### Tasks and exercises
1) Echo the Artemis II passage word for word, everything from "Time was, there" down to "in November 2024.".
2) According to the Artemis II passage, which crew holds the current record for the farthest distance traveled from Earth?
3) Carry on the Artemis II passage, starting after its final sentence.

--- Selection ---

Time was, there were 24 living astronauts who could boast of having visited the moon. The years and mortality have taken their toll, and half a century on, that rarefied fraternity has dwindled to 10 very old men. Today, however, NASA took a big step toward adding to their ranks, announcing the names of the four astronauts who will fly around the far side of the moon on the Artemis II mission scheduled for launch sometime in November 2024.

The crew is made up of three Americans and one Canadian astronaut, and includes the first woman and first person of color to visit the moon. They will fly a 10-day journey that will swing them once around the far side of the moon, taking them farther into space than any astronauts have ever traveled before. The current distance record is held by the crew of Apollo 13, who reached a distance of 401,056 km (249,205 mi.) from Earth during the one swing their crippled spacecraft made around the lunar far side in April 1970.

--- Data excerpt ---

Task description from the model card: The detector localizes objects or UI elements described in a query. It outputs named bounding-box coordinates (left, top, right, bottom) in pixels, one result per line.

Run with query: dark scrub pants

---

### Written responses
1)
Time was, there were 24 living astronauts who could boast of having visited the moon. The years and mortality have taken their toll, and half a century on, that rarefied fraternity has dwindled to 10 very old men. Today, however, NASA took a big step toward adding to their ranks, announcing the names of the four astronauts who will fly around the far side of the moon on the Artemis II mission scheduled for launch sometime in November 2024.

2) The crew of Apollo 13.

3)
Artemis II’s 10-day mission follows the successful 25-day, uncrewed lunar mission of Artemis I, which launched on Nov. 16, 2022, and proved the mettle of NASA’s new Space Launch System (SLS) moon rocket, and the Orion spacecraft. Most dramatically, the Artemis I mission successfully tested the ability of Orion’s heat shield to withstand the blistering 2,760º C (5,000º F) heat of reentry through Earth’s atmosphere. The Artemis II crew will rely on that protection at the end of their mission when they slam into the atmosphere at a translunar speed of 40,200 km/h (25,000 mph). If all goes as planned on Artemis II, Artemis III will return astronauts to the lunar surface perhaps as early as 2026.

But that’s for later. Today, at an event at the Johnson Space Center in Houston, NASA revealed the crew that will barnstorm the moon, sending humans to the lunar vicinity for the first time since the Apollo 17 mission in December 1972.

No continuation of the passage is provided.